» Job 1
In the thread about C variable arguments, what must be passed to va_start for it to work?
» Job 2
Using the thread about C variable arguments, decide whether each statement agrees with it: (a) va_start, va_arg and va_end are implemented as preprocessor macros; (b) on most ABIs, a function can find out how many arguments a call gave it; (c) accessing va_arg beyond the number of arguments actually passed is undefined behavior. Answer yes or no for each and quote the words that decide it.

» Excerpt

It is not clear to me why we use va_start(ap, count);. As far as I understand, in this way we set the iterator to its first element. But why it is not set to the beginning by default?
It is not clear to me why we need to give count as an argument. Can't C automatically determine the number of the arguments?
It is not clear to me why we use va_end(ap). What does it change? Does it set the iterator to the end of the list? But is it not set to the end of the list by the loop? Moreover, why do we need it? We do not use ap anymore; why do we want to change it?
Remember that arguments are passed on the stack. The va_start function contains the "magic" code to initialize the va_list with the correct stack pointer. It must be passed the last named argument in the function declaration or it will not work.
What va_arg does is use this saved stack pointer, and extract the correct amount of bytes for the type provided, and then modify ap so it points to the next argument on the stack.
In reality these functions (va_start, va_arg and va_end) are not actually functions, but implemented as preprocessor macros. The actual implementation also depends on the compiler, as different compilers can have different layout of the stack and how it pushes arguments on the stack.
But why it is not set to the beginning by default?
Maybe because of historical reasons from when compilers weren't smart enough. Maybe because you might have a varargs function prototype which doesn't actually care about the varargs and setting up varargs happens to be expensive on that particular system. Maybe because of more complex operations where you do va_copy or maybe you want to restart working with the arguments multiple times and call va_start multiple times.
The short version is: because the language standard says so.
Second, it is not clear to me why we need to give count as an argument. Can't C++ automatically determine the number of the arguments?
That's not what all that count is. It is the last named argument to the function. va_start needs it to figure out where the varargs are. Most likely this is for historical reasons on old compilers. I can't see why it couldn't be implemented differently today.
As the second part of your question: no, the compiler doesn't know how many arguments were sent to the function. It might not even be in the same compilation unit or even the same program and the compiler doesn't know how the function will be called. Imagine a library with a varargs function like printf. When you compile your libc the compiler doesn't know when and how programs will call printf. On most ABIs (ABI is the conventions for how functions are called, how arguments are passed, etc) there is no way to find out how many arguments a function call got. It's wasteful to include that information in a function call and it's almost never needed. So you need to have a way to tell the varargs function how many arguments it got. Accessing va_arg beyond the number of arguments that were actually passed is undefined behavior.

» Raw data
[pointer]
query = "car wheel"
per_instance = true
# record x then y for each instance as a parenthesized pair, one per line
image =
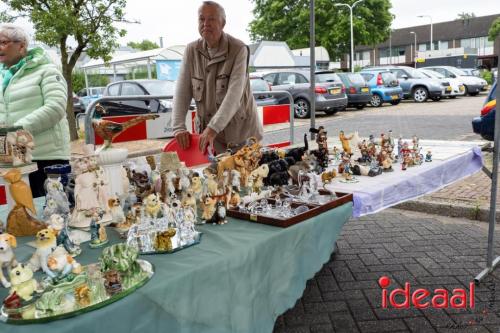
(420, 94)
(302, 108)
(376, 101)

» Full solution 1
The last named argument in the function declaration.

» Full solution 2
(a) Yes: "In reality these functions (va_start, va_arg and va_end) are not actually functions, but implemented as preprocessor macros."
(b) No: "there is no way to find out how many arguments a function call got."
(c) Yes: "Accessing va_arg beyond the number of arguments that were actually passed is undefined behavior."